__JOB__
In the material below, swap every occurrence of "a dot for each instance" for "one point per instance" and leave everything else unchanged.

>> BEGIN SUPPLIED ENTRIES

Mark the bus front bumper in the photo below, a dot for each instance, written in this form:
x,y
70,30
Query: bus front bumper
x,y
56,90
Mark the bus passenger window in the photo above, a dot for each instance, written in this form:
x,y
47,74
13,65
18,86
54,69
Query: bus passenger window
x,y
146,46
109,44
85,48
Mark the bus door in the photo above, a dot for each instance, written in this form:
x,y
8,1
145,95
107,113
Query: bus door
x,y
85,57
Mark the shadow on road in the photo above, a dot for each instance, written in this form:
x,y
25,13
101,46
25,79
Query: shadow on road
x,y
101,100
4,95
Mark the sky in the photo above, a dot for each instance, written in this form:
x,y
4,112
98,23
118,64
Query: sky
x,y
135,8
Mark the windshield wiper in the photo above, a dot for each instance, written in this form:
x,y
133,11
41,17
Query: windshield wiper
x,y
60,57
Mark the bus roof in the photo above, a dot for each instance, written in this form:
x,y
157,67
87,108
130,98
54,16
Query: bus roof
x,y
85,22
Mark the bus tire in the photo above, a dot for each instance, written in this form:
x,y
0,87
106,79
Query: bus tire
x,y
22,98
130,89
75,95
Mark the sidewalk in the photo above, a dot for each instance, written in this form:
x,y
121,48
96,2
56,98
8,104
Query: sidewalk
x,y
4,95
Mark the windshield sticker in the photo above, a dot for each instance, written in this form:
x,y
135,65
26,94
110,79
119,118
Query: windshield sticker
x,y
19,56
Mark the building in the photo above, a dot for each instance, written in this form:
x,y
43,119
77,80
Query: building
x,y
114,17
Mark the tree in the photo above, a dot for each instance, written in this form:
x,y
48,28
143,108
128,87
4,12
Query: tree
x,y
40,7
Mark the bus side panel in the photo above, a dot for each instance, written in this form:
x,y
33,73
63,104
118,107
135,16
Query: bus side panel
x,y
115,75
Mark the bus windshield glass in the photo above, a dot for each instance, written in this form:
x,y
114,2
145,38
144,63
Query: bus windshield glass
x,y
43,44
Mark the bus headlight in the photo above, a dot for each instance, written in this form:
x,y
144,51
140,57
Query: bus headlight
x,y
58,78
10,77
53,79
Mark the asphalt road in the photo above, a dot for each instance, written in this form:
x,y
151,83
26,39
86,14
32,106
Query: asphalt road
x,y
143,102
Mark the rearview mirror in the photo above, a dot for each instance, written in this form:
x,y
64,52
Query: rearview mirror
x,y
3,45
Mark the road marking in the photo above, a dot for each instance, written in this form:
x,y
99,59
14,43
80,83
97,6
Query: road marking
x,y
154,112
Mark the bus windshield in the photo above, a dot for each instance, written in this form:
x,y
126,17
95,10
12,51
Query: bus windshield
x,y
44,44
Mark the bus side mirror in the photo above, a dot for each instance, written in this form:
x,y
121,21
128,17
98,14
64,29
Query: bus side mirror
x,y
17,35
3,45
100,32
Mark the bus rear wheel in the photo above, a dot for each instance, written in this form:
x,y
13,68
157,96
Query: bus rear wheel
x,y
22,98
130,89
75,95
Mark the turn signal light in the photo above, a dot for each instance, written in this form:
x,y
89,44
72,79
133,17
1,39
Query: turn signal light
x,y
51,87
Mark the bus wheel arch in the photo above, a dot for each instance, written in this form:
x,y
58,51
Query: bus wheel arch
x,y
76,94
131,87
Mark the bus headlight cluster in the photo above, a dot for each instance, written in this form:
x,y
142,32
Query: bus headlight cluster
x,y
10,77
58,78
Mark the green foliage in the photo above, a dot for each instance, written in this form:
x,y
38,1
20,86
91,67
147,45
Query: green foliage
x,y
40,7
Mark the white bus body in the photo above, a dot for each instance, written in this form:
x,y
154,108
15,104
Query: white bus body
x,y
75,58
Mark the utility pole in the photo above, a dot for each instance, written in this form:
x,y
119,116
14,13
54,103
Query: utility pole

>> END SUPPLIED ENTRIES

__SOLUTION FOR THIS EXERCISE__
Mark the bus front bumper in the photo below, one point per instance, written in this form:
x,y
70,30
Query: bus front bumper
x,y
56,90
Mark the bus passenger window in the photo above, one point per instance, written in this form:
x,y
47,74
13,65
18,86
54,69
Query: bus passenger window
x,y
146,46
109,44
85,48
Mark the bus door in the photo above, one point per instance, written in this form:
x,y
8,1
145,95
107,113
Query: bus door
x,y
85,57
Mark the shadow on road in the photo above, one point per instance, written in this form:
x,y
25,13
101,46
25,79
Query: shadow on road
x,y
101,100
4,95
Mark the sky in the photo above, one point per instance, written in this form:
x,y
4,112
98,23
118,64
Query: sky
x,y
135,8
Mark the windshield wiper in the photo above, one point per instance, written in this form:
x,y
133,11
41,17
Query: windshield wiper
x,y
60,57
Mark the bus roof in the photo above, one point per instance, written in this form:
x,y
157,67
87,108
130,98
54,16
Query: bus roof
x,y
85,22
Mark the bus tire in the photo above, one point per instance, written in this form:
x,y
0,87
106,79
Query: bus tire
x,y
22,98
130,89
75,95
Mark the sidewalk in the photo above, one point per instance, written in this form:
x,y
121,48
96,2
56,98
8,104
Query: sidewalk
x,y
4,95
Mark the windshield sticker in the photo above, one point per instance, written in this form:
x,y
135,65
26,94
110,79
119,118
Query: windshield sticker
x,y
19,56
Mark the building in the photo above, one point per instance, written in this form:
x,y
43,119
77,80
Query: building
x,y
114,17
Mark the tree in the photo above, one point per instance, written in this form:
x,y
48,28
143,108
128,87
4,12
Query: tree
x,y
40,7
Mark the bus side panel in the photo above, one point per instance, written in this form:
x,y
33,73
63,104
118,107
135,16
Query: bus side panel
x,y
115,75
Mark the bus windshield glass in the photo above, one point per instance, written in this form:
x,y
114,2
145,38
144,63
Query: bus windshield glass
x,y
43,44
Mark the bus headlight in the photo above, one point per instance, written in this form:
x,y
144,51
140,57
Query: bus headlight
x,y
58,78
10,77
53,79
Mark the asphalt road in the photo above, one point per instance, written in this form:
x,y
151,83
26,39
86,14
32,106
Query: asphalt road
x,y
143,102
Mark the rearview mirror in the photo above, one point per instance, written in this form:
x,y
64,52
Query: rearview mirror
x,y
3,45
Mark the road marking in the photo above, one point per instance, written in this form:
x,y
99,59
14,43
80,83
97,6
Query: road marking
x,y
154,112
Mark the bus windshield in the photo above, one point per instance, written in this form:
x,y
126,17
95,10
12,51
Query: bus windshield
x,y
44,44
Mark the bus side mirror in the photo above, one point per instance, written in this form:
x,y
121,21
128,17
98,14
64,29
Query: bus side mirror
x,y
17,35
3,45
100,32
Mark the bus rear wheel in the photo above, one point per instance, written in this form:
x,y
13,68
157,96
Query: bus rear wheel
x,y
22,98
130,89
75,95
Mark the turn signal light in the photo above, one point per instance, written in this form:
x,y
89,44
72,79
133,17
1,39
Query: turn signal light
x,y
51,87
Mark the bus wheel arch in the photo above, one point per instance, written in this form:
x,y
58,51
Query: bus wheel arch
x,y
76,94
131,87
Mark the bus headlight cluster in the photo above, one point per instance, written in this form:
x,y
142,32
Query: bus headlight cluster
x,y
10,77
58,78
Mark the green foliage in the photo above, one point per instance, written in this form:
x,y
38,1
20,86
91,67
147,45
Query: green foliage
x,y
40,7
Mark the white bus body in the photo above, one point per instance, written in this form:
x,y
154,108
15,104
Query: white bus body
x,y
75,58
Mark the utility pole in the photo above, one point per instance, written in this form:
x,y
119,116
14,13
54,103
Query: utility pole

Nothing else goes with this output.